# MATERIAL TO PROCESS:
- Opening Delimiter -

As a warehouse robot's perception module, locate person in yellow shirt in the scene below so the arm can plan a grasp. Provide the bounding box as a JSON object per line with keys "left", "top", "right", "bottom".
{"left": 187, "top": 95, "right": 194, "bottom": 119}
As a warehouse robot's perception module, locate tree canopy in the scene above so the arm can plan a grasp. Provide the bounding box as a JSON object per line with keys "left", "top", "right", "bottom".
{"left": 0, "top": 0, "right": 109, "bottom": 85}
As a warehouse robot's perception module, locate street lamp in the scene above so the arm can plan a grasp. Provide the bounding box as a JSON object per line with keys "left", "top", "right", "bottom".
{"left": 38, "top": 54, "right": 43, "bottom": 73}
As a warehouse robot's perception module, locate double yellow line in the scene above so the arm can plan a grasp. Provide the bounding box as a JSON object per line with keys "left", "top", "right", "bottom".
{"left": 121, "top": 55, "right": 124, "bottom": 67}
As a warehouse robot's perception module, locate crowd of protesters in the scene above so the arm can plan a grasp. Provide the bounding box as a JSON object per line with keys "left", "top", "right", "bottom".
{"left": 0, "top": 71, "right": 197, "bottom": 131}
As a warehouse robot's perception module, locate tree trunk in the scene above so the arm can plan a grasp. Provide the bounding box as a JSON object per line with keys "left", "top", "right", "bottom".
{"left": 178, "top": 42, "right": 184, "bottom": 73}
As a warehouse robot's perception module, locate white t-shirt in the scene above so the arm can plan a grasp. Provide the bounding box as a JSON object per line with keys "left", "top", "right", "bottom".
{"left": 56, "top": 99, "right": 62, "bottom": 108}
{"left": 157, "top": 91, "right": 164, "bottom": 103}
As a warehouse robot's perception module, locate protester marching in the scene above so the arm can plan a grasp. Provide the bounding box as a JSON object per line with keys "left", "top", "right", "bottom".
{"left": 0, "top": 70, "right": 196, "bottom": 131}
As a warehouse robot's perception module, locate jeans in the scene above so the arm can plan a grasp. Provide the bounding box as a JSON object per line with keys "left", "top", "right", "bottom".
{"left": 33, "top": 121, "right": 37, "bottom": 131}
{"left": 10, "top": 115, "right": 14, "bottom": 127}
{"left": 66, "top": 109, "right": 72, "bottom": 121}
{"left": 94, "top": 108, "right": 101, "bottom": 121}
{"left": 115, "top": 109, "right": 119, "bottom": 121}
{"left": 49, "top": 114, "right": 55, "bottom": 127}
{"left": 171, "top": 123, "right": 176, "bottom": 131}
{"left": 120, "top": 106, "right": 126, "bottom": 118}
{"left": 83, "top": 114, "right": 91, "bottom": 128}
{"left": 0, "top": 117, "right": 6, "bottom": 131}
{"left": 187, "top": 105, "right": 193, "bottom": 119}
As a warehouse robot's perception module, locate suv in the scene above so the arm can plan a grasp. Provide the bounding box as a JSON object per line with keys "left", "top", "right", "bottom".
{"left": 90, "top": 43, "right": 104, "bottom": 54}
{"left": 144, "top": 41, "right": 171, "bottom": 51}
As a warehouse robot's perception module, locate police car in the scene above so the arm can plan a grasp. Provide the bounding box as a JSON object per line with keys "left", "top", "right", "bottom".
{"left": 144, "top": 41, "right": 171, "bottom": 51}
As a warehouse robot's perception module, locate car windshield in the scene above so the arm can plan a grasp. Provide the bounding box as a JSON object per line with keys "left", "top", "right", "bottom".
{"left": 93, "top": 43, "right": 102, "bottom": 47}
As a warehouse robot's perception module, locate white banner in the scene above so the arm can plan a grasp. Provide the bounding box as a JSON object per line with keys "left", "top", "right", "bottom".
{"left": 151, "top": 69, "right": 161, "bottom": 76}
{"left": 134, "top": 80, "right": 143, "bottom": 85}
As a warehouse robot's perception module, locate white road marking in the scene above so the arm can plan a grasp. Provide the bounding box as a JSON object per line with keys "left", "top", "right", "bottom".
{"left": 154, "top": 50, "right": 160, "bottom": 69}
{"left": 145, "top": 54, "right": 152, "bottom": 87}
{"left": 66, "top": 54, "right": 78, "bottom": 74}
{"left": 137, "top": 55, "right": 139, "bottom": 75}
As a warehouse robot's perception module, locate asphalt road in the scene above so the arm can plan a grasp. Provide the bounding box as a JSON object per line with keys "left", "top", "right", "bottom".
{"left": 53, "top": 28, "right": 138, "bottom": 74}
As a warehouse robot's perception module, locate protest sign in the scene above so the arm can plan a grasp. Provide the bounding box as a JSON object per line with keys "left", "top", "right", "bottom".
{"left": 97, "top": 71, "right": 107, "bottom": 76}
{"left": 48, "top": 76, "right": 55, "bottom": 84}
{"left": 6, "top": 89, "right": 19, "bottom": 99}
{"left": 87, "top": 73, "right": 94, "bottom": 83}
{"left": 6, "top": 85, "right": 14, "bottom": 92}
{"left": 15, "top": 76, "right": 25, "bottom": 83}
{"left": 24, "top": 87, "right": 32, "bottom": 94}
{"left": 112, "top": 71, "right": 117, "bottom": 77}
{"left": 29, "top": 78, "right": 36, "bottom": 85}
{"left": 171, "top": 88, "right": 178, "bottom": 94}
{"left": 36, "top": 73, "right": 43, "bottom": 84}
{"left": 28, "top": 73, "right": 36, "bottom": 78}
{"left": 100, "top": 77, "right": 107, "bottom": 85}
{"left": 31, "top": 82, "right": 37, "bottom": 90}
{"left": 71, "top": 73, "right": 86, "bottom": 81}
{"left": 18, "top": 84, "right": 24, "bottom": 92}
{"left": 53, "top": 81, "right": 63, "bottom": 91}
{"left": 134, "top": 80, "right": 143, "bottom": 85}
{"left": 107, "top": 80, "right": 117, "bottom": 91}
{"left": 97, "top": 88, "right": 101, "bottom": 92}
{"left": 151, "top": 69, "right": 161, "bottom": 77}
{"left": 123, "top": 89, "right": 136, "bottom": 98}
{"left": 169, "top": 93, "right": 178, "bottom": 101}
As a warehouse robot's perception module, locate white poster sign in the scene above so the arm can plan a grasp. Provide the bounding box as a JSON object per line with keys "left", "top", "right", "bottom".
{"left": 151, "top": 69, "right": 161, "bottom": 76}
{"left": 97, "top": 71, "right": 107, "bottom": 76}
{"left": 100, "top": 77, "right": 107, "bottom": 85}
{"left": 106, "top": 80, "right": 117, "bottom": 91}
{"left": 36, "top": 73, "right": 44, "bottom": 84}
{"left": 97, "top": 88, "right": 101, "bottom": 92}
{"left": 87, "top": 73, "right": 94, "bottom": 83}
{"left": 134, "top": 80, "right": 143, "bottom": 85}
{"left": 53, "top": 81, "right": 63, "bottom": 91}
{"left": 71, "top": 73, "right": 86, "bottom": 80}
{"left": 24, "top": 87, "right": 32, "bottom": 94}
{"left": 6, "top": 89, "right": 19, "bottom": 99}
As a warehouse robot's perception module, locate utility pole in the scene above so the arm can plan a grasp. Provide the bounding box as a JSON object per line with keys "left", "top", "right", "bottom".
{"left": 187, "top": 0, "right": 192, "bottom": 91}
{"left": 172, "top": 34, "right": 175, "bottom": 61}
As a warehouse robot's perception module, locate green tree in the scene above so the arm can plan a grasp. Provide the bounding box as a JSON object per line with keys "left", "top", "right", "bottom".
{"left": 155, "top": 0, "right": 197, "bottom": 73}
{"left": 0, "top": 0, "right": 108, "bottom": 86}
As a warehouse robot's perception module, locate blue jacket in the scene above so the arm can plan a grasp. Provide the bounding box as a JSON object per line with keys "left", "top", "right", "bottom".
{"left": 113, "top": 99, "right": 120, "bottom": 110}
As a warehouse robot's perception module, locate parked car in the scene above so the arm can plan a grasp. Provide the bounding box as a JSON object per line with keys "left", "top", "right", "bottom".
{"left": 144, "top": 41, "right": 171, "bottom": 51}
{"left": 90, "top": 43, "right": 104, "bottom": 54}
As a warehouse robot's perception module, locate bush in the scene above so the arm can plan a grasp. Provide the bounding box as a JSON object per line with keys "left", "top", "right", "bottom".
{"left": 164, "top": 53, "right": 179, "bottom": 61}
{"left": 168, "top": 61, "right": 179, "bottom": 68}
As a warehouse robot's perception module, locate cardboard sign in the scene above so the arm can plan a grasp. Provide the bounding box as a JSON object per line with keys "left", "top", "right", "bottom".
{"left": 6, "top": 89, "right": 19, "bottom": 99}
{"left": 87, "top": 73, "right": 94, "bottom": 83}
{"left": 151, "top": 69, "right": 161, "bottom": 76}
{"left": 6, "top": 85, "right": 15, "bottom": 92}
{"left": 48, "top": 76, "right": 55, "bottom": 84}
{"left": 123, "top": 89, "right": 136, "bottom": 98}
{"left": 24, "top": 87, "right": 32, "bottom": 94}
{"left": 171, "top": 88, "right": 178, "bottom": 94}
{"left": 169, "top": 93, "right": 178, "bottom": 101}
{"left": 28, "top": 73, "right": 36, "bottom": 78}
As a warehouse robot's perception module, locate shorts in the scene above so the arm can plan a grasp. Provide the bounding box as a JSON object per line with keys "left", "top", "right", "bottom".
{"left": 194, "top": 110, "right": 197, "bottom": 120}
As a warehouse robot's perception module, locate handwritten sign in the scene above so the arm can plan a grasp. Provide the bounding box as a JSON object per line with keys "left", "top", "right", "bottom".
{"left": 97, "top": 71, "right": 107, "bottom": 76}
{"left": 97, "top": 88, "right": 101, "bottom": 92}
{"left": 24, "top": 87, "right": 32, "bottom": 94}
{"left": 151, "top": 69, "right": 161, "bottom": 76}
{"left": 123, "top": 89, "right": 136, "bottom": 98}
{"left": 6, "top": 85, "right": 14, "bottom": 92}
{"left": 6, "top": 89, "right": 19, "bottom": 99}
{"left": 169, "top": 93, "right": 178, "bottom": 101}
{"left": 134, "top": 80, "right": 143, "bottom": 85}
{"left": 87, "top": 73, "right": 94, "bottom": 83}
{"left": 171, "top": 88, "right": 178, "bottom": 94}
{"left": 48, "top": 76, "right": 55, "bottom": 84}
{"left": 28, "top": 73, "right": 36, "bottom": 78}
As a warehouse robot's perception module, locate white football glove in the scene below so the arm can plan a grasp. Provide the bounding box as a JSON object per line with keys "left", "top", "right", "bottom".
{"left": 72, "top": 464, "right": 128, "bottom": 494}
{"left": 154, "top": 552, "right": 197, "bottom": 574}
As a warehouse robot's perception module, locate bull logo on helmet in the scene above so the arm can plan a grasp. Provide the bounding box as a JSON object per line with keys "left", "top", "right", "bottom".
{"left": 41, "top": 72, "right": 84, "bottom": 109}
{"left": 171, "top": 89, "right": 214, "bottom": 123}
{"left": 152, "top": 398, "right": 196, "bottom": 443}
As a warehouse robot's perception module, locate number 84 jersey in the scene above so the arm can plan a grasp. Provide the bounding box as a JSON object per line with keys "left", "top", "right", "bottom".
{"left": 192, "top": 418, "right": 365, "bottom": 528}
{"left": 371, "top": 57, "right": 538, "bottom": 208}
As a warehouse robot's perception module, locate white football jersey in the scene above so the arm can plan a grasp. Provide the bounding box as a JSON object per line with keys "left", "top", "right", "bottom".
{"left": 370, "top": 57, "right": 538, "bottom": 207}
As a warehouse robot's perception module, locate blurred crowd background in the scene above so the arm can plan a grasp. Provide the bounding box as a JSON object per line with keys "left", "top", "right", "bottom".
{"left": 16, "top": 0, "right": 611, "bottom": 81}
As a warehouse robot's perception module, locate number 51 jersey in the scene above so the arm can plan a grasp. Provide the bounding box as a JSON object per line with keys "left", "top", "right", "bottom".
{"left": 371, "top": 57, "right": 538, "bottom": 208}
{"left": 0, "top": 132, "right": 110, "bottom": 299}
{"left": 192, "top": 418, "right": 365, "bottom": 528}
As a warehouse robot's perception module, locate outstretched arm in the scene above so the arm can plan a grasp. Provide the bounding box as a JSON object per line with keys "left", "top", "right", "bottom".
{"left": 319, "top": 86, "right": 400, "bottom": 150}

- Closing Delimiter -

# PROBLEM REQUIREMENTS:
Starting at the line with "white football jersey", retype each line through the final one in the data above, unchanged and with nothing added.

# EXERCISE ANSWER:
As a warehouse robot's perception module, locate white football jersey in the scene above so the arm can plan a grasp. Provide the bounding box as a JSON object per line with keys "left", "top", "right", "bottom".
{"left": 370, "top": 57, "right": 538, "bottom": 207}
As a warehouse robot's perception module, locate blurred crowd background in the scene above so the arm can plan a grasp. Provide the bounding box as a JSON object per line with keys "left", "top", "right", "bottom".
{"left": 16, "top": 0, "right": 611, "bottom": 81}
As a warehouse robot's perception module, locate number 51 jersey in the scene above so the arm can plan a grasp. Provide the bounding box as a JSON object per line with keys "left", "top", "right", "bottom".
{"left": 371, "top": 57, "right": 538, "bottom": 208}
{"left": 0, "top": 132, "right": 110, "bottom": 299}
{"left": 192, "top": 418, "right": 365, "bottom": 528}
As a warehouse robot's perception module, locate outstretched arm in the scene above so the arm can plan a grasp. Provide the bounding box as a JSON object per line with keys "left", "top", "right", "bottom".
{"left": 319, "top": 86, "right": 400, "bottom": 150}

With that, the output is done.